INFORMATION SUPPLIED
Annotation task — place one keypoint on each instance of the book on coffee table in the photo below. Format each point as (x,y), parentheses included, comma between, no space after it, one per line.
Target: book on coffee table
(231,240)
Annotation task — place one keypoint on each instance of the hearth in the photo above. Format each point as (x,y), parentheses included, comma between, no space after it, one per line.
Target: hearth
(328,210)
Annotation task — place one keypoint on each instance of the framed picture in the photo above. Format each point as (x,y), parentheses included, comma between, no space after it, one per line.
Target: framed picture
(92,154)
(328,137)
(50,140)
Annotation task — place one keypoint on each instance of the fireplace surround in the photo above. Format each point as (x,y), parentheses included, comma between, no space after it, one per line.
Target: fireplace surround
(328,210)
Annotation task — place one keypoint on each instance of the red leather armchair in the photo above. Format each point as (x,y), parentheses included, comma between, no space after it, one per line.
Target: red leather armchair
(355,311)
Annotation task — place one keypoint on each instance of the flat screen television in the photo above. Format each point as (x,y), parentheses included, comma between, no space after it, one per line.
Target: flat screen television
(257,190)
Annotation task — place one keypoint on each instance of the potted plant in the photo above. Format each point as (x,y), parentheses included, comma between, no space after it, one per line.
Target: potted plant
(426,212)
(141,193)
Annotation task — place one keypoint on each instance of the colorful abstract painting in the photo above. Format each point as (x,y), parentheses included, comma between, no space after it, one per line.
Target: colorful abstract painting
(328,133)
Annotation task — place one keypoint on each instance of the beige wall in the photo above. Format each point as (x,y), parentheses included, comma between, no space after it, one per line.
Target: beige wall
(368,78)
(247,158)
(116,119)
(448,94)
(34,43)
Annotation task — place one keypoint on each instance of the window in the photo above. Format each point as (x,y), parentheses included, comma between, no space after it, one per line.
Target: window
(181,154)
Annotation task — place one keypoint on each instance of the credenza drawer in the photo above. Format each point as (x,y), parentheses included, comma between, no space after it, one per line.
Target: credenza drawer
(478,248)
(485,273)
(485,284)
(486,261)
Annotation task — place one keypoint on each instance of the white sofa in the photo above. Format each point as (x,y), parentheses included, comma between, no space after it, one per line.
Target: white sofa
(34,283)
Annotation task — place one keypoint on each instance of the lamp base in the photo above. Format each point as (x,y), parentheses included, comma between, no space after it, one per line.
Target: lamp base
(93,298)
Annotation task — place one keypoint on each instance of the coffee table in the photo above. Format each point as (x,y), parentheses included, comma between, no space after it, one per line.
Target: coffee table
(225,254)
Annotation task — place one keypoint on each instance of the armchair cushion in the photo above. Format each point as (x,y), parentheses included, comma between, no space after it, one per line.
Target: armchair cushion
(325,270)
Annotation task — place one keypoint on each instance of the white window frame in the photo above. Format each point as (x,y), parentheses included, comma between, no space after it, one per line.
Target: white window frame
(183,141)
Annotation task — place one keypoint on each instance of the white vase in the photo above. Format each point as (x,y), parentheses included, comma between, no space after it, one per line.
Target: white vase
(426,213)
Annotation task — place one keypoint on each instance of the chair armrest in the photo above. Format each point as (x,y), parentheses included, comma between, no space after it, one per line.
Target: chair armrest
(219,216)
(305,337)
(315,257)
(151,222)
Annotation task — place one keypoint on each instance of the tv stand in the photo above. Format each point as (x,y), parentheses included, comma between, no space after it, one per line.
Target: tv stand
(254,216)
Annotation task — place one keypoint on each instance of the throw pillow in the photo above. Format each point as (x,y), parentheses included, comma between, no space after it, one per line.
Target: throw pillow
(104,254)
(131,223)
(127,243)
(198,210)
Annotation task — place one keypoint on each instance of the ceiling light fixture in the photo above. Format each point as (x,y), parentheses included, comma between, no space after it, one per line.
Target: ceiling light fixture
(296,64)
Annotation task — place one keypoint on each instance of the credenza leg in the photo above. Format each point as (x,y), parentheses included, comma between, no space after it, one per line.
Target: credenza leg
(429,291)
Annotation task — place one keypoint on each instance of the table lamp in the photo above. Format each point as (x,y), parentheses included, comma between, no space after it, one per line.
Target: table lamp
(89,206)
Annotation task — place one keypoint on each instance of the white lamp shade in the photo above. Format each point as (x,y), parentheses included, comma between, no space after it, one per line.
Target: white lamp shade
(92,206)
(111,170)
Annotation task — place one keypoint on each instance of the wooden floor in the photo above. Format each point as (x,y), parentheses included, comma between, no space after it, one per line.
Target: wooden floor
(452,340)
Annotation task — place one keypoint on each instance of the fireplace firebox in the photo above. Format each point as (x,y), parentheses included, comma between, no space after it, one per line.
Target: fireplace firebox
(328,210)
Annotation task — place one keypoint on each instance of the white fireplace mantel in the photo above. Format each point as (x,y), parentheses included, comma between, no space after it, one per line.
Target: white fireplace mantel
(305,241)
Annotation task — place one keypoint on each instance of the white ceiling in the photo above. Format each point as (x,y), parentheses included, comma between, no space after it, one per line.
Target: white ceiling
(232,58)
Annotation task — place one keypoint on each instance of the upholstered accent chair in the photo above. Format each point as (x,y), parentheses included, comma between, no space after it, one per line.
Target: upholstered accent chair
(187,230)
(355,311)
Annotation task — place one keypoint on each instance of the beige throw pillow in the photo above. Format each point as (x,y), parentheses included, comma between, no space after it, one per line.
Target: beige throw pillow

TASK TO CARRY OUT
Convert every line of the records above into a JSON list of strings, one string per line, leaving out blank lines.

TASK SOLUTION
[
  "Annotation task — place one keypoint on each instance of the book on coffee table in the photo below. Format each point as (x,y), parentheses included, comma between, no space after it, one per line.",
  "Target: book on coffee table",
  "(231,240)",
  "Annotation task — place one keypoint on each instance of the hearth in the photo above. Format each point as (x,y), parentheses included, comma between, no space after it, one per line.",
  "Target: hearth",
  "(328,210)",
  "Annotation task — place one keypoint on each instance of the framed picture in the photo above. Format each point as (x,y), parentheses included, comma between, no space after it, one per line.",
  "Target: framed picture",
  "(92,154)",
  "(328,137)",
  "(50,140)",
  "Annotation task — place one keypoint on each instance of the fireplace surround in the photo above. Format each point as (x,y), parentheses included, comma between, no space after it, one per line.",
  "Target: fireplace surround",
  "(328,210)",
  "Annotation task — place one keypoint on each instance of the red leather armchair in the photo above. Format each point as (x,y), parentheses included, comma between, no space after it, one per line.",
  "Target: red leather armchair",
  "(355,311)",
  "Annotation task — place one keypoint on each instance of the flat screen television in the photo above. Format each point as (x,y), parentheses included, comma between, no space after it, one per line.",
  "Target: flat screen television",
  "(257,190)",
  "Annotation task — place one keypoint on each instance of the potted plant in the photo above. Format each point as (x,y), parentheses included, comma between, no space after it, one per line.",
  "Target: potted plant",
  "(426,212)",
  "(141,193)",
  "Annotation task — place one keypoint on each instance of the colorful abstract painting in the photo above. Format each point as (x,y), parentheses included, comma between, no space after it, one per line.",
  "Target: colorful abstract painting",
  "(328,133)",
  "Annotation task — place one keypoint on each instance of the beige wall in the photo above. Format each point as (x,y), parentheses included, comma between, no space after it, one per line.",
  "Target: beige wall",
  "(368,78)",
  "(247,158)",
  "(116,119)",
  "(448,94)",
  "(34,43)",
  "Annotation task — place one keypoint on each instance of the window in the photo above. Format each point as (x,y), parentheses included, comma between, no space after it, one per line.",
  "Target: window",
  "(181,154)",
  "Annotation task — place one keypoint on each instance of the credenza drawer in the photo above. Format each point as (x,y), parentheses included, comma between, no space after it, one per line.",
  "Target: credenza drawer",
  "(478,248)",
  "(485,273)",
  "(485,284)",
  "(486,261)",
  "Annotation task — place one keypoint on each instance of the white sofa in the photo above. Format each point as (x,y), parentheses included, comma between, no space after it, one per line.",
  "Target: white sofa",
  "(34,283)",
  "Annotation task — place one keypoint on each instance of the lamp base in the photo above. Format each point as (x,y), parentheses included, comma between, no space after it, one per line.",
  "Target: lamp base",
  "(93,298)",
  "Annotation task — place one keypoint on each instance of the coffee table in the photo above. Format each point as (x,y), parentheses included, comma between, no space after it, one per line.",
  "Target: coffee table",
  "(225,254)",
  "Annotation task — place one keypoint on each instance of the armchair cushion in the photo above. Format each point as (x,y), parentheses included, comma between, no space after it, one per line.",
  "Target: armchair cushion",
  "(325,270)",
  "Annotation task — place one keypoint on each instance of the white window frame in the photo above. Format each point as (x,y), parentheses included, comma between, no space after it, one per line.",
  "Target: white window frame",
  "(183,141)",
  "Annotation task — place one keypoint on each instance of the white vase in the photo above. Format each point as (x,y), parentheses included, comma between, no space after it, one per line.",
  "Target: white vase",
  "(426,213)",
  "Annotation task — place one keypoint on each instance of the chair armrest in the photo above. Format each point as (x,y), parentheses included, comma between, no space after it, one per line.",
  "Target: chair armrest",
  "(219,216)",
  "(305,337)",
  "(315,257)",
  "(151,222)",
  "Annotation task — place one keypoint on each instance of the tv stand in the photo above. Format each point as (x,y), parentheses included, comma between, no space after it, one per line.",
  "Target: tv stand",
  "(254,216)",
  "Annotation task — place one keypoint on each instance of the throw pillow in the photo above. Format each point as (x,y), parentheses included, comma between, no space after it, one per line.",
  "Target: throw pillow",
  "(104,254)",
  "(131,223)",
  "(127,243)",
  "(198,210)",
  "Annotation task — place one keypoint on each instance of the ceiling light fixture in the photo above. Format each point as (x,y), parentheses included, comma between, no space after it, one per line.",
  "Target: ceiling light fixture",
  "(296,64)",
  "Annotation task — place one keypoint on each instance of the credenza leg in the photo above. Format each point as (x,y), parentheses included, comma between, no space after it, one per line.",
  "Target: credenza leg",
  "(429,291)",
  "Annotation task — place one keypoint on each instance of the table lamp in the photo above. Format each point as (x,y), parentheses included, comma between, no space after it, one per line.",
  "Target: table lamp",
  "(89,206)",
  "Annotation task — place one keypoint on each instance of the white lamp shade in the photo above. Format each point as (x,y), parentheses included, comma between, no space after it, one per line.",
  "Target: white lamp shade",
  "(92,206)",
  "(111,170)",
  "Annotation task — place one keypoint on each instance of the wooden floor in the photo above. Format each point as (x,y), parentheses included, comma between, no space after it, one per line.",
  "Target: wooden floor",
  "(452,340)",
  "Annotation task — place one keypoint on each instance of the fireplace firebox in the photo above. Format each point as (x,y), parentheses included, comma between, no space after it, one per line.",
  "Target: fireplace firebox",
  "(328,210)",
  "Annotation task — place one keypoint on each instance of the white fireplace mantel in the photo above. Format each point as (x,y), parentheses included, comma between, no space after it, one per line.",
  "Target: white fireplace mantel",
  "(305,241)",
  "Annotation task — place one keypoint on each instance of the white ceiling in the photo above. Format each point as (x,y), parentheses included, comma between, no space after it, one per line.",
  "Target: white ceiling",
  "(232,58)",
  "Annotation task — place one keypoint on each instance of the upholstered accent chair in the photo above. Format each point as (x,y), parentheses included, comma between, no space after it, one per line.",
  "Target: upholstered accent chair",
  "(187,230)",
  "(355,311)",
  "Annotation task — place one keypoint on each instance of the beige throw pillow in the photo above. Format each point as (x,y), parentheses included, comma between, no space after it, one per line.",
  "Target: beige throw pillow"
]